§ **Activity**
Every line of the data below should be printed exactly. Nothing may be dropped.

[Data supplied Boundary: Start]

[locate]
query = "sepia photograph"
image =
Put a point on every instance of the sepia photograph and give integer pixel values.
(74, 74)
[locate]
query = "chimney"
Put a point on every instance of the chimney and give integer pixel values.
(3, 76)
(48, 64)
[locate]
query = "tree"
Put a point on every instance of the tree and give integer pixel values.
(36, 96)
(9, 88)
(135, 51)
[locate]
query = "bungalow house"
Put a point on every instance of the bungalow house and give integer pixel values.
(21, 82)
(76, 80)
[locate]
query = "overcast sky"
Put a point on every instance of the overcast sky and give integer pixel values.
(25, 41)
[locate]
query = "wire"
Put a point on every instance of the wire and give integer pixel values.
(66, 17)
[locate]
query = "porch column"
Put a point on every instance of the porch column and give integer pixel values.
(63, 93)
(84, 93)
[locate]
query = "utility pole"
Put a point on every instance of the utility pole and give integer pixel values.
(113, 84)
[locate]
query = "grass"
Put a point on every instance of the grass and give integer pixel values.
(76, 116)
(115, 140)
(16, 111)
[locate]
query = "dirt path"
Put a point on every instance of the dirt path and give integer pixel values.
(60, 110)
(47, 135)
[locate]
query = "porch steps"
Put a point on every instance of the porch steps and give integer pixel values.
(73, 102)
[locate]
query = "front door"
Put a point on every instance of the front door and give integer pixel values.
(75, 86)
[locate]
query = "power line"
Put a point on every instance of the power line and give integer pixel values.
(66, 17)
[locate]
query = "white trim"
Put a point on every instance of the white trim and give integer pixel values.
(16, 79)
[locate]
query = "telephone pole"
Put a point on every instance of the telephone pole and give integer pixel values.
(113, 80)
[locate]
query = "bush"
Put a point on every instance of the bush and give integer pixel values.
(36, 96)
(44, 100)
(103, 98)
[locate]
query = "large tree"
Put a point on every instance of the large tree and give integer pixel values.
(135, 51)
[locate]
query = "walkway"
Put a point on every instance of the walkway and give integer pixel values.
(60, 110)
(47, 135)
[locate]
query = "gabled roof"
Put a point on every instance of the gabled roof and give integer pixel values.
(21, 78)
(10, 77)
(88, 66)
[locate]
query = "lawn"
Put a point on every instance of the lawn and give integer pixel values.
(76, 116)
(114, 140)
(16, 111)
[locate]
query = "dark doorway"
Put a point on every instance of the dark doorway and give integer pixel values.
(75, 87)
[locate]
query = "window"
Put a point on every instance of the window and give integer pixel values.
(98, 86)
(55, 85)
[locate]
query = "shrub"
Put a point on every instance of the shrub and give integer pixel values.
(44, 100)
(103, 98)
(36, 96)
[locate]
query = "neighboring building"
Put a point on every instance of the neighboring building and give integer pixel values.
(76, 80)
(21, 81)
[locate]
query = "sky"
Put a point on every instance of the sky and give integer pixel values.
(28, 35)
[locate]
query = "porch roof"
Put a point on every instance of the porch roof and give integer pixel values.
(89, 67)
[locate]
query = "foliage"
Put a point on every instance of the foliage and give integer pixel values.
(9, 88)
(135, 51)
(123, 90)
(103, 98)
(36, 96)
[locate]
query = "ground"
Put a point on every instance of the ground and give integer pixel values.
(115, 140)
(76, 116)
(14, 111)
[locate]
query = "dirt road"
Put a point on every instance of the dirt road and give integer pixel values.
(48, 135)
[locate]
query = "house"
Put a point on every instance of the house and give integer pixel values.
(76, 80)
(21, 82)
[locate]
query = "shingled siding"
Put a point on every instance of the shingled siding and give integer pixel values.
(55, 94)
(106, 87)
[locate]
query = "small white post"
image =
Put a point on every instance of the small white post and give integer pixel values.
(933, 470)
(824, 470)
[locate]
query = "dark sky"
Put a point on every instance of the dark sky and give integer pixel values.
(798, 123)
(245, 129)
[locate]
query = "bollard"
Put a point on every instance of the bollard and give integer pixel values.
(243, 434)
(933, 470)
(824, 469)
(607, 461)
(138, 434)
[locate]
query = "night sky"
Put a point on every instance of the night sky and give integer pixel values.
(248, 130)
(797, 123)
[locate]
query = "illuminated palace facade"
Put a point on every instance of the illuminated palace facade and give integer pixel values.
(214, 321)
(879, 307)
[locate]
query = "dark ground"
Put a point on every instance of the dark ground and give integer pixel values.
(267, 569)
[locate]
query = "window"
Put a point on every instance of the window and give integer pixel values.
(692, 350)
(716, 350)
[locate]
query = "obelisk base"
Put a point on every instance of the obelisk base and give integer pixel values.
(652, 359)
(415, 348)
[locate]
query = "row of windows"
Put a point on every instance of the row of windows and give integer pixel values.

[Data supplied Boundary: End]

§ **Solution below**
[locate]
query = "sepia photograph"
image =
Put a point on every instance of the sepia photograph and give integer pixel values.
(74, 74)
[locate]
query = "chimney"
Put a point on every instance of the chimney and give integer pixel values.
(3, 76)
(48, 64)
[locate]
query = "tree"
Put a point on every instance of the tree and give integer pixel values.
(36, 96)
(9, 88)
(135, 51)
[locate]
query = "bungalow house"
Put a point on every instance of the bungalow house and give integer pixel values.
(21, 82)
(76, 80)
[locate]
query = "overcast sky"
Put a point on every instance of the overcast sky and give integer pixel values.
(25, 41)
[locate]
query = "wire"
Put a point on every instance of the wire and give integer pixel values.
(66, 17)
[locate]
query = "porch column"
Put a point on every instance of the porch column and give integer pixel values.
(63, 93)
(84, 93)
[locate]
query = "utility pole"
Put a point on every instance of the utility pole and give integer pixel values.
(113, 84)
[locate]
query = "grass"
Put a point on every instance of the grass and give integer pixel values.
(76, 116)
(115, 140)
(16, 111)
[locate]
query = "dirt path"
Put a point on every instance of the dirt path and give integer pixel values.
(60, 110)
(47, 135)
[locate]
query = "porch steps"
Put a point on every instance of the porch steps and give integer pixel values.
(73, 102)
[locate]
query = "front door"
Put a point on every instance of the front door and give integer pixel values.
(75, 86)
[locate]
query = "power line"
Put a point on every instance of the power line and give integer pixel values.
(66, 17)
[locate]
query = "white trim"
Put a point on every instance of the white trim and give integer pixel values.
(16, 79)
[locate]
query = "telephone pole"
Put a point on every instance of the telephone pole and give integer pixel values.
(113, 80)
[locate]
query = "bush"
Put a point on every instance of the bush and give integer pixel values.
(36, 96)
(44, 100)
(103, 98)
[locate]
query = "large tree"
Put a point on every instance of the large tree and give integer pixel values.
(135, 51)
[locate]
query = "walkway"
Put a point on every instance of the walkway and give integer pixel values.
(60, 110)
(47, 135)
[locate]
query = "gabled roof"
Put a point on every instance of the gabled roof and give integer pixel values.
(21, 78)
(10, 77)
(88, 66)
[locate]
query = "lawn"
Put a point on every instance of the lawn and give integer pixel values.
(76, 116)
(114, 140)
(16, 111)
[locate]
query = "dark doorway"
Put a point on every instance of the dark doorway and give integer pixel values.
(75, 87)
[locate]
query = "window"
Put a point on every instance of the window and give integer pixel values.
(98, 86)
(55, 85)
[locate]
query = "shrub"
Put a point on every instance of the shrub and give integer pixel values.
(44, 100)
(103, 98)
(36, 96)
[locate]
query = "neighboring building"
Put a point on every instance of the neighboring building and give integer pixel values.
(76, 80)
(21, 81)
[locate]
query = "sky"
Put a point on every instance of the sky and give integer pixel values.
(28, 35)
[locate]
query = "porch roof"
Put a point on every instance of the porch roof and give integer pixel values.
(89, 67)
[locate]
query = "foliage"
Put a point on every instance of the foliage and give integer pixel values.
(9, 88)
(135, 51)
(123, 90)
(103, 98)
(36, 96)
[locate]
query = "ground"
Put a point on every instance of the ground and give integer pixel values.
(115, 140)
(76, 116)
(14, 111)
[locate]
query = "dirt road"
Put a point on every instance of the dirt road and give integer pixel values.
(48, 135)
[locate]
query = "house"
Put a point on every instance of the house and give integer pixel values.
(76, 80)
(21, 82)
[locate]
query = "shingled siding"
Put a point on every instance of the shingled siding and give integer pixel values.
(55, 94)
(106, 87)
[locate]
query = "small white post"
image =
Put a point on every instance of the small white post and give integer pixel values.
(933, 470)
(824, 470)
[locate]
query = "dark sky"
Put a point on every instance of the dark sky and give integer pixel values.
(798, 123)
(245, 129)
[locate]
query = "bollard"
Put a point on every instance of the bollard and give integer pixel values.
(243, 434)
(933, 470)
(824, 469)
(607, 461)
(138, 434)
[locate]
query = "night sky"
Put a point on every instance of the night sky and give integer pixel values.
(248, 130)
(797, 123)
[locate]
query = "illuminated palace facade"
Put a point on every instance of the illuminated palace facade and give integer pixel values.
(214, 321)
(879, 307)
[locate]
query = "dark ground"
Put a point on every instance of the dark ground and give integer pixel values.
(267, 569)
[locate]
query = "window"
Put a point on every instance of the window and give integer pixel values.
(692, 350)
(716, 350)
[locate]
query = "obelisk base"
Put a point on every instance of the obelisk base and give integer pixel values.
(652, 359)
(415, 348)
[locate]
query = "row of windows"
Put a point on every instance of the row of windows and give integer pixel values.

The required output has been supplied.